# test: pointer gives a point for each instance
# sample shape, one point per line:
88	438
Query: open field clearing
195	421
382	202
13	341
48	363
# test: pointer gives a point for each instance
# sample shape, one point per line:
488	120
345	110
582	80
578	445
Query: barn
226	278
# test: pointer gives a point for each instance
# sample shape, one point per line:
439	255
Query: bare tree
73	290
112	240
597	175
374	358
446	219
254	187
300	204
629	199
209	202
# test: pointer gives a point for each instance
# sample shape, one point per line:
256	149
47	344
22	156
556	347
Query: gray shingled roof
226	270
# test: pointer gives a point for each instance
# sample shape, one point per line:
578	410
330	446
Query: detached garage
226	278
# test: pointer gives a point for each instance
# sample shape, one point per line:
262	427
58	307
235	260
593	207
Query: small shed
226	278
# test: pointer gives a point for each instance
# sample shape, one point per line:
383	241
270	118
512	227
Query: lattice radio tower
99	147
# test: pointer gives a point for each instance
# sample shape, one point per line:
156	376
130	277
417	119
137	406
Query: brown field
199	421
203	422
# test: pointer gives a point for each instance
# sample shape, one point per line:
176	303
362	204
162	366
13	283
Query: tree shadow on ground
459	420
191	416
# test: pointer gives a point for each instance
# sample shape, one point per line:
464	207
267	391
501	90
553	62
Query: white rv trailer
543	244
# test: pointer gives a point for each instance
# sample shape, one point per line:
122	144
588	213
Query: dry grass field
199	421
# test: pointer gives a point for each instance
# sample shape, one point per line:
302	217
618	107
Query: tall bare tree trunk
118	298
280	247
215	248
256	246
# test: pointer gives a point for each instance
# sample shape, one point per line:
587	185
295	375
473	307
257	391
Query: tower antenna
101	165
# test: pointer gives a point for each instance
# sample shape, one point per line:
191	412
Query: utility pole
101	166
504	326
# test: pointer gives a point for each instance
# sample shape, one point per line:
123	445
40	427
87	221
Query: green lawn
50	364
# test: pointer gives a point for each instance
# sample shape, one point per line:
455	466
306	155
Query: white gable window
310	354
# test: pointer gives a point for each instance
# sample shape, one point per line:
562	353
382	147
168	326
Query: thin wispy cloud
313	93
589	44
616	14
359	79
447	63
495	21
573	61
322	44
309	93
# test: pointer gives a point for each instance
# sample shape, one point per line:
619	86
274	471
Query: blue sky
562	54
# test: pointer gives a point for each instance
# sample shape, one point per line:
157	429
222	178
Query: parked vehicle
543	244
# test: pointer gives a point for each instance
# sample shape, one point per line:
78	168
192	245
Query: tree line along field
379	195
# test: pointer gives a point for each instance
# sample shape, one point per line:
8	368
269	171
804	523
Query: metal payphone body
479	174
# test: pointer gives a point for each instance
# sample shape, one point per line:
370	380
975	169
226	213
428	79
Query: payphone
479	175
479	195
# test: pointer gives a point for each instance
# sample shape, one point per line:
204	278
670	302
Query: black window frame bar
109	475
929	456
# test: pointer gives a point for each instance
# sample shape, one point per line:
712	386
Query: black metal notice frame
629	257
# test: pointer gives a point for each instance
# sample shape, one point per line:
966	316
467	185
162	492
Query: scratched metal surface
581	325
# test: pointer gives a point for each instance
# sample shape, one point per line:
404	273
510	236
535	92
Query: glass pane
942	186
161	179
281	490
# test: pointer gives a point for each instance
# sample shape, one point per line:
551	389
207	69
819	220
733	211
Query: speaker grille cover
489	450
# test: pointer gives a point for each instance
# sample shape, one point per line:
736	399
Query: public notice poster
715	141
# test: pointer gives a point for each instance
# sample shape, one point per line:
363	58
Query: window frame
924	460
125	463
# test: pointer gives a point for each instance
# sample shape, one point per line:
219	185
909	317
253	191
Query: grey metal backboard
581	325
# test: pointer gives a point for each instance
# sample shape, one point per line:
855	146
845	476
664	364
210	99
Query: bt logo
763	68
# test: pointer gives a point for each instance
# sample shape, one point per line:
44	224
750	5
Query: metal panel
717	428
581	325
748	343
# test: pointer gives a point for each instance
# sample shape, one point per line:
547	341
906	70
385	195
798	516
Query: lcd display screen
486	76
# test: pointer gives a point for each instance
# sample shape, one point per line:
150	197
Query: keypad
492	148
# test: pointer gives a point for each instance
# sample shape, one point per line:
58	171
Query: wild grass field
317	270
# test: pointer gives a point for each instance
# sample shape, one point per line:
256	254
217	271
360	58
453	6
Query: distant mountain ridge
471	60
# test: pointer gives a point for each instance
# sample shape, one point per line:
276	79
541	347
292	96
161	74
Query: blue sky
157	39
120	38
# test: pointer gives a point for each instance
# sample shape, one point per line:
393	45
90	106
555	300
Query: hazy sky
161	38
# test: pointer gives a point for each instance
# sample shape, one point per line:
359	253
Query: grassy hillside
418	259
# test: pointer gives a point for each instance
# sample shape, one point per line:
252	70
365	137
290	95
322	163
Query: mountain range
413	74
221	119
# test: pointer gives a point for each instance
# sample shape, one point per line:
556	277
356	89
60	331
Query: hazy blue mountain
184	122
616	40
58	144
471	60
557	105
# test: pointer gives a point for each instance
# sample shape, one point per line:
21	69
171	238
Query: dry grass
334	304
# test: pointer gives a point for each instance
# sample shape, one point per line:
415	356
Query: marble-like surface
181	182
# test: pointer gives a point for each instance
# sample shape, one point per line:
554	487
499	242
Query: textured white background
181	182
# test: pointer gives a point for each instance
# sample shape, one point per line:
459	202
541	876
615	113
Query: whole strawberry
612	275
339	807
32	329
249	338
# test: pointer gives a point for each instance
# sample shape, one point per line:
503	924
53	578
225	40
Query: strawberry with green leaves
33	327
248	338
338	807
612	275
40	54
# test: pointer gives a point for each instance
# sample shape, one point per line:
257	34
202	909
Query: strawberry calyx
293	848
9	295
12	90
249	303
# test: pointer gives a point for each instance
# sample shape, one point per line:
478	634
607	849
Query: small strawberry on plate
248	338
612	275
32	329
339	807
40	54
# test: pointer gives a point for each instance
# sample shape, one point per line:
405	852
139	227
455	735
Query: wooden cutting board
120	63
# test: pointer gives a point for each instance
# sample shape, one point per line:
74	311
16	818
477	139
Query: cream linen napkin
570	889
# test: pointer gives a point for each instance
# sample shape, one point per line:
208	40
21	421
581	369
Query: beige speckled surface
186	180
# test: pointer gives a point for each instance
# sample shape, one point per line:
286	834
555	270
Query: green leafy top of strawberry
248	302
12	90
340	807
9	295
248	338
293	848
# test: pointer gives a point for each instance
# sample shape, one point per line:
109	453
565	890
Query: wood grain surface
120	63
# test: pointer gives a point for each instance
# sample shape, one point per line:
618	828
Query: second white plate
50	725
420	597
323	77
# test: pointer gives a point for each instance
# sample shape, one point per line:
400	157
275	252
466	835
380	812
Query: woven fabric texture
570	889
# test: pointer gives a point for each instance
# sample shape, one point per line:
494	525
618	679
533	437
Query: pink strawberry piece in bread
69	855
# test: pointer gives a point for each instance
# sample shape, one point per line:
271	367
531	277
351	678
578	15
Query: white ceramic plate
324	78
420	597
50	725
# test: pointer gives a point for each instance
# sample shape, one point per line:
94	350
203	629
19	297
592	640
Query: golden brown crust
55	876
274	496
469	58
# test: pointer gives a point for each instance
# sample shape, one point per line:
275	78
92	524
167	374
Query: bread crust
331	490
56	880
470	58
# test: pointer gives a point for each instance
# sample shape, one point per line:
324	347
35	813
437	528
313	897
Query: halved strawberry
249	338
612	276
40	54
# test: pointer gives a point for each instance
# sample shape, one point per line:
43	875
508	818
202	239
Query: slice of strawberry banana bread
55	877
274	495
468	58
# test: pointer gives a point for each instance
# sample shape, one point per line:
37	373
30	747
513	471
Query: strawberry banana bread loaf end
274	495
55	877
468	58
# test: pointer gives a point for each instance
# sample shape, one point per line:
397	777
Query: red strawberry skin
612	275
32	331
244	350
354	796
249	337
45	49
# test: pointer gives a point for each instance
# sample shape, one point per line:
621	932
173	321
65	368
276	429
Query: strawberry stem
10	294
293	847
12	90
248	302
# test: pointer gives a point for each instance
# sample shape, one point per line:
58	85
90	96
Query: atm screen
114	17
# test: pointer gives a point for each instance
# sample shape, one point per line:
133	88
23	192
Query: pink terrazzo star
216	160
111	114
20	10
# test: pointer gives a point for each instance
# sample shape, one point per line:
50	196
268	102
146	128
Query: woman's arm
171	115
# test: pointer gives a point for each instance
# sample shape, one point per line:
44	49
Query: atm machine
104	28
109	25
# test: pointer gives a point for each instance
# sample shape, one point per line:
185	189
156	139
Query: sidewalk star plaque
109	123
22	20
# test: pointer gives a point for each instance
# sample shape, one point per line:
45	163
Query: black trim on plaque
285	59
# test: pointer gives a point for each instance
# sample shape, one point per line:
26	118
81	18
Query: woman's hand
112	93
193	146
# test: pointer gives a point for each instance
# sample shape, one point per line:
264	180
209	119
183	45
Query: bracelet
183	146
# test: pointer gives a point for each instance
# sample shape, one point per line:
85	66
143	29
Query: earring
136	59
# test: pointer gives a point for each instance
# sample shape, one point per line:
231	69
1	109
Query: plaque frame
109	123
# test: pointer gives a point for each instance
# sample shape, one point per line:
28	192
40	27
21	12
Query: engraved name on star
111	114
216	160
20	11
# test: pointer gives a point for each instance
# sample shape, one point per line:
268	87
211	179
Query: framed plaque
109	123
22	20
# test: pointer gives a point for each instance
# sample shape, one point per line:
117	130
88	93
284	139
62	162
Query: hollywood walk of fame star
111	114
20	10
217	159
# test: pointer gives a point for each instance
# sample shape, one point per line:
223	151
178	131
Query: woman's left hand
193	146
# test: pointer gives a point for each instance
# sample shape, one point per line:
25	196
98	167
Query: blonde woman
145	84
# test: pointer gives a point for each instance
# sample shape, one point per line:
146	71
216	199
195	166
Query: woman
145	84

------------------------------------------------------------------------

What is needed: Pull out each line from the rows above that contains the word "bare", and list those lines in their original order.

Result of the exercise:
Query: bare tree
Query: tall bare tree trunk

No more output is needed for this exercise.